Records for bounding box labeling
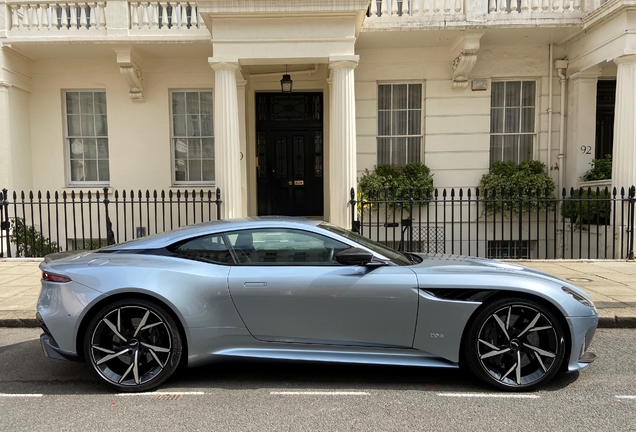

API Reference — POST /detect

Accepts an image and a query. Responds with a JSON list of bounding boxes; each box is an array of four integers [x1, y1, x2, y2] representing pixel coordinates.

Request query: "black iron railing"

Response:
[[349, 186, 636, 259], [0, 188, 222, 257]]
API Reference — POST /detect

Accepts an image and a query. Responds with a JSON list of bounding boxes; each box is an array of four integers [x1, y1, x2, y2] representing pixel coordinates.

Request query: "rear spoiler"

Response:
[[44, 250, 91, 262]]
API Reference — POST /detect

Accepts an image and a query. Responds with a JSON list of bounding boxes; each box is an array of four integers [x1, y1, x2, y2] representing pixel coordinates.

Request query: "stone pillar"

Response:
[[329, 55, 359, 228], [559, 67, 601, 190], [0, 80, 13, 189], [612, 55, 636, 194], [208, 57, 244, 219]]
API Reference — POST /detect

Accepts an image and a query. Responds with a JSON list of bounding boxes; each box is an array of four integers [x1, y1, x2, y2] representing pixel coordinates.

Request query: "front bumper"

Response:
[[567, 315, 598, 372]]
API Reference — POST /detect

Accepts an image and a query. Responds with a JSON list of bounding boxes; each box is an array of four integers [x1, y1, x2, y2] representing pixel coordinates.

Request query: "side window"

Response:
[[227, 228, 350, 266], [170, 234, 234, 264]]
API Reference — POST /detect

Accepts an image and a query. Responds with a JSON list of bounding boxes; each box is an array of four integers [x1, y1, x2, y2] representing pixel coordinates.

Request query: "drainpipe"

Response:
[[554, 60, 568, 194], [546, 44, 554, 175]]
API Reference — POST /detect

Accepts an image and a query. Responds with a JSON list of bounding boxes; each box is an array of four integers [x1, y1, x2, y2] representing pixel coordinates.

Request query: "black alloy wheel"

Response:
[[463, 298, 565, 391], [84, 299, 183, 392]]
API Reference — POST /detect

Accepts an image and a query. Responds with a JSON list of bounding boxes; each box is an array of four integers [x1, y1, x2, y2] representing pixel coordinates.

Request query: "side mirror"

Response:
[[336, 248, 373, 265]]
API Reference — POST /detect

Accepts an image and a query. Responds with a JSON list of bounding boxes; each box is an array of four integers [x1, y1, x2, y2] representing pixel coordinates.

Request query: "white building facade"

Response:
[[0, 0, 636, 226]]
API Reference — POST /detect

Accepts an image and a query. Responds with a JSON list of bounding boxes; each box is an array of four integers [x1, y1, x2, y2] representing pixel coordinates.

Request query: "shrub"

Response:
[[10, 218, 59, 257], [358, 162, 433, 206], [479, 161, 555, 213], [581, 155, 612, 181], [561, 189, 612, 228]]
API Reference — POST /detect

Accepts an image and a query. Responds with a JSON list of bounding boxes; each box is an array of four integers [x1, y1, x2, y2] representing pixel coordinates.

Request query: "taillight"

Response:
[[42, 272, 71, 283]]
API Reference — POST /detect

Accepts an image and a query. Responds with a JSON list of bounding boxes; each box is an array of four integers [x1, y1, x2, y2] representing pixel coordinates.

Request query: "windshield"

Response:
[[319, 222, 413, 265]]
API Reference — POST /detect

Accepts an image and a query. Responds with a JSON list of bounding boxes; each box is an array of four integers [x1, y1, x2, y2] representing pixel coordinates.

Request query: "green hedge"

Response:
[[561, 189, 612, 227], [479, 161, 555, 213], [581, 155, 612, 181], [358, 162, 433, 205]]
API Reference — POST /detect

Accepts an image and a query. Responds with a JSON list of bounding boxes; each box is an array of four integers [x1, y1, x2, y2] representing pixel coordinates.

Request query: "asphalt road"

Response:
[[0, 328, 636, 432]]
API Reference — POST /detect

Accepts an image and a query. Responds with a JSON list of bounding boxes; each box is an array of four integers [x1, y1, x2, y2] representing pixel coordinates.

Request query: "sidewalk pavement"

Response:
[[0, 258, 636, 328]]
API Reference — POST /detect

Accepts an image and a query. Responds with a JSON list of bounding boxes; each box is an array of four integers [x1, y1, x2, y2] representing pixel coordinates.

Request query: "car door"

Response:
[[227, 228, 418, 347]]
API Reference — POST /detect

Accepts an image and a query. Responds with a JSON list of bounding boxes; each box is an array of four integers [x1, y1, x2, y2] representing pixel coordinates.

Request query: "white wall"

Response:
[[31, 53, 214, 190], [356, 45, 560, 188]]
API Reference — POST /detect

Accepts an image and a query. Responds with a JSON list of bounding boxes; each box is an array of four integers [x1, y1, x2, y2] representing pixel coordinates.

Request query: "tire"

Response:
[[463, 298, 566, 391], [84, 299, 183, 392]]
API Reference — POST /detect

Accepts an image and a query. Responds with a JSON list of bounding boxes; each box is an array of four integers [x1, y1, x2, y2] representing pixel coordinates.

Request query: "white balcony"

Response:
[[0, 0, 606, 43]]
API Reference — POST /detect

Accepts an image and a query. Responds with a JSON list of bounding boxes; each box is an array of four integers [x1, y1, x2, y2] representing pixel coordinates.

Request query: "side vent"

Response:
[[422, 288, 497, 303]]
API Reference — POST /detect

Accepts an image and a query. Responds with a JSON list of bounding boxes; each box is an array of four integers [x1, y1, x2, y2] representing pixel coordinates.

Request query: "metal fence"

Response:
[[0, 188, 222, 257], [349, 186, 636, 259]]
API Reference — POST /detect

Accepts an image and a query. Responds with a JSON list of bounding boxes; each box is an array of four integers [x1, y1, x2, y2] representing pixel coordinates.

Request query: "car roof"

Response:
[[100, 216, 322, 251]]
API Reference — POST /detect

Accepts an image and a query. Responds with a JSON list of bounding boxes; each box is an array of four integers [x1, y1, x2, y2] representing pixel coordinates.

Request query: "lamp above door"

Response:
[[280, 65, 294, 93]]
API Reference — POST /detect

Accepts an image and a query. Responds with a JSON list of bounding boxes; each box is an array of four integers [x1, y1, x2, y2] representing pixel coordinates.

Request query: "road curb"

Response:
[[0, 318, 40, 328]]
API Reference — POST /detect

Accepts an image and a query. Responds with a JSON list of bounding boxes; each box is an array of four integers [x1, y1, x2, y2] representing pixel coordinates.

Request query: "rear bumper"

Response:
[[35, 312, 81, 361], [40, 333, 81, 361]]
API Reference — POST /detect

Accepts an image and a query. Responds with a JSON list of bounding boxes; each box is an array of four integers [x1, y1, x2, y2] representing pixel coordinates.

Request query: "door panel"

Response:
[[229, 265, 418, 347]]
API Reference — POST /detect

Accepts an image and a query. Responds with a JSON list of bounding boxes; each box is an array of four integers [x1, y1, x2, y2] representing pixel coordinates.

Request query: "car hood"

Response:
[[413, 254, 528, 276]]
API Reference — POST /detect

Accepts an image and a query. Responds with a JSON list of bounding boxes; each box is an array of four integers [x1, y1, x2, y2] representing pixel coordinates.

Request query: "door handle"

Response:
[[243, 282, 267, 288]]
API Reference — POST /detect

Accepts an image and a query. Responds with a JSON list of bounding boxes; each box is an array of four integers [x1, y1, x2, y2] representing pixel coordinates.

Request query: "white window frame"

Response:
[[62, 89, 111, 187], [168, 88, 216, 186], [488, 77, 541, 166], [376, 81, 426, 166]]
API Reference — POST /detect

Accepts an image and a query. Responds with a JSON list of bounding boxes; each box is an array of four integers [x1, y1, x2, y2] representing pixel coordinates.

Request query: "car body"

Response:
[[37, 217, 598, 391]]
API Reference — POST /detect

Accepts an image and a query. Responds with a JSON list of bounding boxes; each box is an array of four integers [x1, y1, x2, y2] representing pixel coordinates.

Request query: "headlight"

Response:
[[561, 287, 596, 309]]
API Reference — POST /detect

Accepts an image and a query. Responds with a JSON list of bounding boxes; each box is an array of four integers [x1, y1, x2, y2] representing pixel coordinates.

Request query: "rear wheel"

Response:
[[464, 298, 565, 391], [84, 299, 183, 392]]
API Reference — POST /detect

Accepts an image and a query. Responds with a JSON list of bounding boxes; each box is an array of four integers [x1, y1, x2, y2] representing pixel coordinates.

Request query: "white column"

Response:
[[208, 57, 244, 219], [559, 67, 601, 188], [329, 55, 359, 228], [0, 81, 14, 189], [612, 55, 636, 194]]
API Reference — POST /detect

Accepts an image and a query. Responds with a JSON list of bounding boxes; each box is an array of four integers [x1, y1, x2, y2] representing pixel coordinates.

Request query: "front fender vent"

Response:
[[422, 288, 497, 303]]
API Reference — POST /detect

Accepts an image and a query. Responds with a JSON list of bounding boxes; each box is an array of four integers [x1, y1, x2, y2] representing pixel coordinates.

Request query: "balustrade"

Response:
[[367, 0, 464, 18], [8, 1, 106, 31], [488, 0, 584, 14], [130, 1, 205, 30]]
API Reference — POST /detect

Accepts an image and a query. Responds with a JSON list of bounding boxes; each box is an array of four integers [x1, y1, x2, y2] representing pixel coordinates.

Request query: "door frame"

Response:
[[252, 92, 329, 219]]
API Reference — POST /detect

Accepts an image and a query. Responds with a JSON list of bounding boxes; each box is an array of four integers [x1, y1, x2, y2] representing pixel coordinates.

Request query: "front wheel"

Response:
[[84, 299, 183, 392], [463, 298, 565, 391]]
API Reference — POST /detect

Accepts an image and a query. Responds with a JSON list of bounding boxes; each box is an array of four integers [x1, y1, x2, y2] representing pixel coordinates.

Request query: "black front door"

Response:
[[256, 93, 323, 216]]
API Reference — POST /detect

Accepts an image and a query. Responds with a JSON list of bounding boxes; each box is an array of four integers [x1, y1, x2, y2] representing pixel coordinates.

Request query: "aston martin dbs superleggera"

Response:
[[37, 217, 598, 392]]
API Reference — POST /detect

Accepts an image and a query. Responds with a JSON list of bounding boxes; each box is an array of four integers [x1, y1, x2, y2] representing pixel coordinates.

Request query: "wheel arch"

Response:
[[75, 291, 188, 364], [459, 290, 574, 371]]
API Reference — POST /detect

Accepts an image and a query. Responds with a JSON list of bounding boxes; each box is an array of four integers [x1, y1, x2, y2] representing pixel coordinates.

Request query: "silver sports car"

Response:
[[37, 217, 598, 392]]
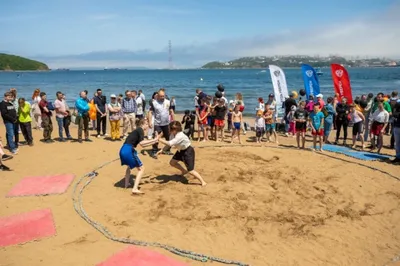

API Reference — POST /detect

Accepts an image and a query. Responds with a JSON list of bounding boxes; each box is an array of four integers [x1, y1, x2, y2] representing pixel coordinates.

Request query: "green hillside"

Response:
[[0, 53, 49, 71]]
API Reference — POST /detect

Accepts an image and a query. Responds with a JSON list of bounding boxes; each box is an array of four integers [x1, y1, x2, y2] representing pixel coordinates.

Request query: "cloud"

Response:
[[88, 14, 118, 21], [33, 5, 400, 68]]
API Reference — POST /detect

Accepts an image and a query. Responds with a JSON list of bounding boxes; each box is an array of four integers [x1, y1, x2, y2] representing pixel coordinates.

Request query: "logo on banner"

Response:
[[335, 69, 343, 78], [306, 70, 313, 78]]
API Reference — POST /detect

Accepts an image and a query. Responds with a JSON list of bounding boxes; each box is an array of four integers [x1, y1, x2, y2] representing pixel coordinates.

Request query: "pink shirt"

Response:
[[54, 99, 67, 118]]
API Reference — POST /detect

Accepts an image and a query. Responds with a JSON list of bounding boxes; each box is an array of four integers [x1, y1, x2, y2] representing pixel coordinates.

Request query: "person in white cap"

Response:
[[317, 93, 325, 110], [107, 94, 121, 141]]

> **Task objective**
Copy out the records word for word, starting at the beginning of the records and ending after the line that contains "[[336, 248, 373, 265]]". Leave the pictures out of your answer.

> **Expected answer**
API Reference — POST /detect

Accepts an image and a query. Responds with a JSON list of bounding boxes; each box is an array of four integers [x1, y1, x2, y2] representing pixel coordinates.

Request query: "black iron railing"

Response:
[[349, 186, 636, 259], [0, 188, 222, 257]]
API Reference — POST /detect

Accepts an image and a query. Responds with a JSON list of bounding boxes; each box is an array of four integers [x1, y1, x2, y2] representing pixel coordinates.

Request query: "rear spoiler"

Response:
[[44, 250, 91, 262]]
API Reference — POST /detect

Accepts an image and a query. Responds with a JSON list of bounding boxes; each box is an array of four integers [x1, y1, x2, y2] representing pixel coordinates.

Request query: "stone pillar"

Response:
[[329, 55, 359, 228], [559, 67, 601, 190], [0, 80, 13, 189], [612, 55, 636, 194], [208, 57, 244, 219]]
API Reference — POST /detect

Accepts an image and a query. Responds with a JSON list of bounding boxes; each box is an array of four integers [x1, y1, x2, y2] representing pixel coordinates.

Request query: "front bumper"

Response:
[[567, 315, 598, 372]]
API Reference — POST /detect

Accepts an image and a query. Responds with a JSON list of bounding boxes; each box is an array of four integers [x1, y1, x2, y2] representing pixel coordinates.

Request query: "side window"

Response:
[[227, 228, 350, 266], [170, 234, 234, 264]]
API Reference — POST /detect

Accepts an image and a query. Responds with a JSON list of bounding boxes; each box is an array of four integers [x1, y1, x2, y2] representing pixel coordinates.

Request query: "drainpipe"

Response:
[[554, 60, 568, 194], [546, 44, 554, 175]]
API Reference — POST /detect

Accepts an image and a query. Responds with a JSON list of bounding boxes; each box is an array of four integers [x1, y1, x2, y2] representing pixel coordinates.

Request query: "black alloy wheel"

Response:
[[463, 298, 565, 391], [84, 299, 183, 392]]
API Reference — POST /detect

Accepts an image and a query. Responds with a JSON list of bounding boxes; each box is an array of four integers [x1, y1, x2, y2] representing pixel coordinates.

Request query: "side mirror"

Response:
[[336, 248, 373, 265]]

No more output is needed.